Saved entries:

+ + + + +

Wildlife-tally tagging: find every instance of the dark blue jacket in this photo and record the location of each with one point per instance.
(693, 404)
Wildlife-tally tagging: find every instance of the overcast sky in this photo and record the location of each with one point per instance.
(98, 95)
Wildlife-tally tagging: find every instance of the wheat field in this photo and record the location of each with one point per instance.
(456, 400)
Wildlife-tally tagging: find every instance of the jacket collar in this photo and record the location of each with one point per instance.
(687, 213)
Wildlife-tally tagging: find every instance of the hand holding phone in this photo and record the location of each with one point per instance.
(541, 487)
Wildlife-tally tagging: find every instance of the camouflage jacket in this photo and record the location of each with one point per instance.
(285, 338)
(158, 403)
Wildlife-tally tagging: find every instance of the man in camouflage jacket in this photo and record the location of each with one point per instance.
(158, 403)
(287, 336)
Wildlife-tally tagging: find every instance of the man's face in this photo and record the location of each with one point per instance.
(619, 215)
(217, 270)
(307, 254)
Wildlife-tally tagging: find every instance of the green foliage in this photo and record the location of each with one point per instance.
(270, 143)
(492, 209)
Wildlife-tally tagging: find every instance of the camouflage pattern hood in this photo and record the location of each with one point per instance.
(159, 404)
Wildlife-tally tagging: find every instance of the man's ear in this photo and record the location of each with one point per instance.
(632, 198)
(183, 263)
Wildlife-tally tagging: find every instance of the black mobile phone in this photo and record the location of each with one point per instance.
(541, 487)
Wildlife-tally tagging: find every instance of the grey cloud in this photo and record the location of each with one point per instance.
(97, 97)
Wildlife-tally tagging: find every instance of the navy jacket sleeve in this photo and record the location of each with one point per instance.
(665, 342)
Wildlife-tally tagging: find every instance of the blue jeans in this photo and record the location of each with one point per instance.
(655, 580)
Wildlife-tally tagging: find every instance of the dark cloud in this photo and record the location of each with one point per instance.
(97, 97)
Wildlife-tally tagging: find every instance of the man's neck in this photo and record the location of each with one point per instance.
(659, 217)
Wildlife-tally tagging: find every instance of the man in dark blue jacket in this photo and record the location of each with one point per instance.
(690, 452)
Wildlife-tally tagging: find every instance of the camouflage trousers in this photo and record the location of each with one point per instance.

+ + + + +

## EXERCISE
Output each line of the records above exactly.

## RESPONSE TO THIS EXERCISE
Wildlife-tally tagging: find every instance of the dark blue jacket in this photo and record the location of each with one point per instance.
(693, 404)
Wildlife-tally tagging: find every instance of the overcast sky in this photo and record the location of each with one point per instance.
(98, 95)
Wildlife-tally tagging: find every instance of the wheat field in this photo and record the location of each with one point per instance.
(456, 400)
Wildlife-tally tagging: find every instance of the jacket collar in this photo and record the location of each with one point per instance.
(687, 213)
Wildlife-tally tagging: find every instance of the hand holding phone in this photo and record the location of each with one point per instance.
(541, 487)
Wildlife-tally tagging: find every instance of the camouflage jacket in this photo and record the location of each with one point per instance.
(285, 338)
(158, 403)
Wildlife-tally tagging: find every instance of the man in camouflage jacket in this photo and record the location of each with one point per instance.
(158, 403)
(287, 336)
Wildlife-tally tagging: find every instance of the man's face in this photo and record the location of each with one point per instance.
(619, 215)
(217, 270)
(307, 254)
Wildlife-tally tagging: find every instance of the green foliage in this photo and record the location of each with one point per instance.
(270, 143)
(492, 209)
Wildlife-tally tagging: find every instance of the camouflage pattern hood in this photo and record the location of each with one point per instance.
(159, 404)
Wildlife-tally tagging: find every instance of the man's ear in this photo and record the location of each with one point per instance.
(632, 198)
(183, 263)
Wildlife-tally tagging: find every instance of the black mobile phone in this photo and record the location of each with one point per instance.
(541, 487)
Wildlife-tally tagging: find every instance of the grey cloud in this photo and record the location of each with one point per instance.
(97, 97)
Wildlife-tally tagging: find every instance of the navy jacket sleeve in this photo and record the location of each with one point per instance.
(665, 342)
Wildlife-tally tagging: find every instance of the blue jeans in this photo and record the location of each with one point per instance.
(655, 580)
Wildlife-tally tagging: find every instance of the dark cloud in this photo and record the location of each with one point per instance.
(97, 97)
Wildlife-tally tagging: find every instance of the man's neck in this photo and record the location of each with one point per instance.
(659, 217)
Wildlife-tally tagging: find every instance of the man in dark blue jacket in this photo and record the location of each with one point per instance.
(690, 452)
Wildlife-tally tagging: find every instance of the camouflage trousers in this photo and record the location of each with one point per instance.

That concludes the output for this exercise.